#### Text for analysis:
John Holbo 03.13.09 at 11:32 am

“#6: I don’t think that this is intrinsically a problem actually; Cohen’s suggestion (from Carens) is that the wage/price mechanism works normally and then there is massive redistributive taxation”

I should have said something about this. I think the idea that people will behave exactly the same, economically, if they are only playing for ‘monopoly money’ is somewhat far-fetched.

10

Chris Bertram 03.13.09 at 12:00 pm

_I think the idea that people will behave exactly the same, economically, if they are only playing for ‘monopoly money’ is somewhat far-fetched._

Does Cohen need to be committed to a claim as strong as that? Surely Cohen only needs the claim that the allocative aspect of the market can be divorced from its distributive one and that people (with the right ideals, of course) could (i.e. would have the capacity) to adjust their behaviour to prices. So he only needs something like logical possibility not predictive plausibility about actual people.

11

dsquared 03.13.09 at 12:20 pm

I think the idea that people will behave exactly the same, economically, if they are only playing for ‘monopoly money’ is somewhat far-fetched.

what Chris said, also it isn’t really all that far fetched (you can get tax systems really really progressive and the sky doesn’t fall in) and I dispute that it’s “monopoly money” in the relevant sense – for example, a company making profits will be able to invest more than a company that isn’t (I am assuming that given the massively redistributive income tax system, a Carens economy wouldn’t have a corporation tax)

12

dsquared 03.13.09 at 12:24 pm

(since I might not get the chance to write the post I want to, I’ll note here that IMO the real problem with the Carens economy arises demographically – since there is no relative income uncertainty, there is no precautionary motive for saving, also the implicit retirement pensions system is a PAYGO with 100% replacement rate. This means it’s really quite sensitive to developing adverse demographics; I think that such a society would need some quite serious pro-natalist policies which might be difficult on both libertarian and central-planning grounds.

13

mpowell 03.13.09 at 12:42 pm

12: I am not seeing how this would push towards the development of adverse demographics? Are you suggesting that people won’t have enough kids?

14

dsquared 03.13.09 at 12:47 pm

Yes basically. Or rather, if they happened to start not having enough kids, their pension system would move into actuarial insolvency quite sharply, leading to some quite unjust-looking intertemporal redistributions.

15

Yarrow 03.13.09 at 1:45 pm

Back to John’s argument against Cohen in the peacetime humming-along situation: Cohen’s response (which I think may be from If You’re an Egalitarian… rather than Rescuing Justice and Equality), is along this line: You don’t have to able to solve the systematic problem for justice to demand that you become a doctor; you just have to be able to heal a normal doctor’s worth of patients from disability, pain and death.

This is not a comfortable argument, since by it’s light most of us (including Cohen, as he says himself) are not meeting the demands of justice. That it’s uncomfortable doesn’t make it false.

16

mpowell 03.13.09 at 1:52 pm

14: Isn’t this a problem in all societies, though? Even if people are saving, if there are not enough workers producing goods, wouldn’t you just get inflation? After all, you’re saving currency, not actual economic goods. Also, people seem to like having kids. I’m not sure why this would be a particular concern in this society.

#### Information given:
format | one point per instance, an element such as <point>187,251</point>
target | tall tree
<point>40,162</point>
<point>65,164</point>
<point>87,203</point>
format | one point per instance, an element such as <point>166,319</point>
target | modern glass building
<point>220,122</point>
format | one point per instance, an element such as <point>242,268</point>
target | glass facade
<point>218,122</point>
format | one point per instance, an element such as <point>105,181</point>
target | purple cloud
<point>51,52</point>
--
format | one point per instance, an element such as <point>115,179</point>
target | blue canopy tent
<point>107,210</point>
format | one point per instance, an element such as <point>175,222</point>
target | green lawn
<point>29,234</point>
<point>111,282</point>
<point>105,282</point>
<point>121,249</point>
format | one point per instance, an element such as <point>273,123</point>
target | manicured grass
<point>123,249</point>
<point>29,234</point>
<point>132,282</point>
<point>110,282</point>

#### Your instructions:
Reproduce the part of the comment thread from "dsquared 03.13.09 at 12:47" up to and including "pain and death.", word for word.

#### Solution below:
dsquared 03.13.09 at 12:47 pm

Yes basically. Or rather, if they happened to start not having enough kids, their pension system would move into actuarial insolvency quite sharply, leading to some quite unjust-looking intertemporal redistributions.

15

Yarrow 03.13.09 at 1:45 pm

Back to John’s argument against Cohen in the peacetime humming-along situation: Cohen’s response (which I think may be from If You’re an Egalitarian… rather than Rescuing Justice and Equality), is along this line: You don’t have to able to solve the systematic problem for justice to demand that you become a doctor; you just have to be able to heal a normal doctor’s worth of patients from disability, pain and death.